The other thing we were able to do is while this was all going on, the federal government started getting interested in big data. Ultimately, through a long process, AMPLab was chosen as what’s called an Expeditions in Computing computing project from the National Science Foundation. That, along with some other funding we get from DARPA and from the Department of Energy, means our profile right now is about half government funding and half industry funding. It’s kind of the perfect combination for a lot of reasons.

“The decision to go with Scala was an incredibly risky one, and I think at the time if we had realized the stakes we were playing for, it’s an interesting question as to whether we would have really done it.”

Apache Spark as big data revolutionary

Is Spark the biggest thing to come of AMPLab so far?

In terms of what the lab has produced, it’s a pretty sizeable effort overall. There is probably about 80 people involved, including probably 40 to 45 graduate students and postdocs, so it’s a pretty big research effort.

And a lot of what we do ends up being put into the open source system we’re building called the Berkeley Data Analytics Stack, BDAS — it’s pronounced badass. In order to test ideas, we want to implement them, and in order to really implement them we put them in the context of this bigger system so they really solve problems.

If you look at the BDAS stack, there is a bunch of stuff in there. Mesos is part of it. Mesos really grew out of this earlier project called RADLab. Spark interestingly started in RADLab, but it was while all the conversations for creating AMPLab were going on, so we really consider Spark to be the first AMPLab project.

In fact, it is hard to compete with the impact that Spark has had in the short time since it was created. It’s really pretty much taken over the big data ecosystem in terms of parallel processing engines.

Spark is clearly to date the thing that’s had the most external impact, but there’s lots of stuff that has come up that’s been impactful. The Tachyon system for distributed storage is getting a huge following and a has company spun out around that. Then the machine learning stack that we’ve been building — MLLib and the pipelines work we’ve been doing — a lot of that is getting a lot of interest and increasing traction.

The Berkeley Data Analytic Stack. Source: AMPLab

What’s happening in the lab now is because we’ve established this ability to build useful systems that really do solve problems, by and large when students work on software and release it, people pick it up and try it.

For example, we had a few graduate students as a class project look into how would you execute programs written in the statistical programming language R, which traditionally runs on a single machine. How would you run that over a Spark cluster? They worked on that problem, they solved a part of it (not the whole thing), they called it SparkR, they put it out on GitHub and people started using it. Now, SparkR has been picked up by a number of companies, it’s got an open source following and it’s a real part of the Spark ecosystem.

As the project continues, more and more of the things we’re doing are starting to have impact, and part of the appeal of the Spark ecosystem turns out to be just the breadth of things you can do. There’s a lot of systems out there that are targeted at real-time processing or targeted at MapReduce style processing or targeted at relational query processing. Spark does all of those things pretty well, and the ability to do all of that in a unified system, I think, is what’s really driving Spark adoption now.

“Hadoop MapReduce really whet people’s appetites and got people to understand that parallel processing wasn’t just for people in supercomputer centers and could be used by mere mortals.”

Speed and utility aside, how much do you attribute Spark’s success to the fact that it’s so developer-friendly?

### DATA LINES

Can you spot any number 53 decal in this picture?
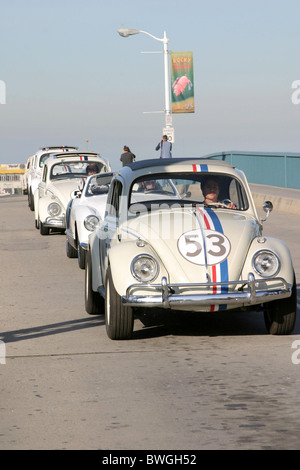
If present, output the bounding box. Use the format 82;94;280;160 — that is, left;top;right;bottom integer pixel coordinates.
178;230;230;265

### REQUIREMENTS
A. Which government bodies does the interview about AMPLab and Spark name as sources of the lab's funding? List every one.
B. Answer these questions from the interview about AMPLab and Spark:
(i) About how many graduate students and postdocs are involved in the lab?
(ii) How is the name BDAS pronounced?
(iii) Which statistical programming language did SparkR aim to run over a Spark cluster?
C. Can you write the next part of the interview about AMPLab and Spark, picking up after its final question?

### PER-TASK ANSWERS
A.
- National Science Foundation
- DARPA
- Department of Energy

B.
(i) Probably about 40 to 45.
(ii) It's pronounced "badass."
(iii) R.

C.
It turns out to be incredibly programmer-friendly and developer-friendly. The decision to go with Scala was an incredibly risky one, and I think at the time if we had realized the stakes we were playing for, it’s an interesting question as to whether we would have really done it. As a research project, it’s like the people building the system really were excited about Scala. They saw the advantages of using it and that’s what they wanted to. And I think the faculty by and large said, “Hey, if you’re writing it and that’s what you want to do, that sounds fine.”

What’s been amazing is that far from holding back adoption of Spark, because of its ease of use and the conciseness of the programs and the flexibility and accessibility, Spark is actually helping it bring Scala into the mainstream, which is a really interesting outcome.

There’s a bunch of decisions that were made, either explicitly or that just happened as we were going along, that had we realized we were building the next generation of big data software infrastructure for the world, I’m not sure we would have made. Scala was certainly one. The idea of putting all this different modalities into the same system — the fact that you can treat the same data as a table, as a graph, as a data frame — is another.

As a research question, it’s fascinating. Can you build a system that encompasses all those different views of data and still gives you good performance? That is a fantastic research question.

It’s not clear if you were starting a project whose goal is to achieve wide adoption that that’s the way you would go. In fact, that is one of the big reasons why Spark is catching on is because you can use it in all these different ways and it works really well in all those different ways.

The Spark platform of projects. Source: Databricks

It was like the perfect thing to come along after Hadoop whetted everyone’s appetites.

We owe a huge debt to Hadoop. For one thing, we still use the Hadoop file system extensively. But also, Hadoop MapReduce really whet people’s appetites and got people to understand that parallel processing wasn’t just for people in supercomputer centers and could be used by mere mortals. That was a great start, but it was just lacking in so many ways and Spark got to ride those coattails.

So much of what is coming out of AMPLab, including Spark and Tachyon, is based on in-memory processing. Commercially speaking, is there a point where the price of RAM needs to drop for adoption to skyrocket?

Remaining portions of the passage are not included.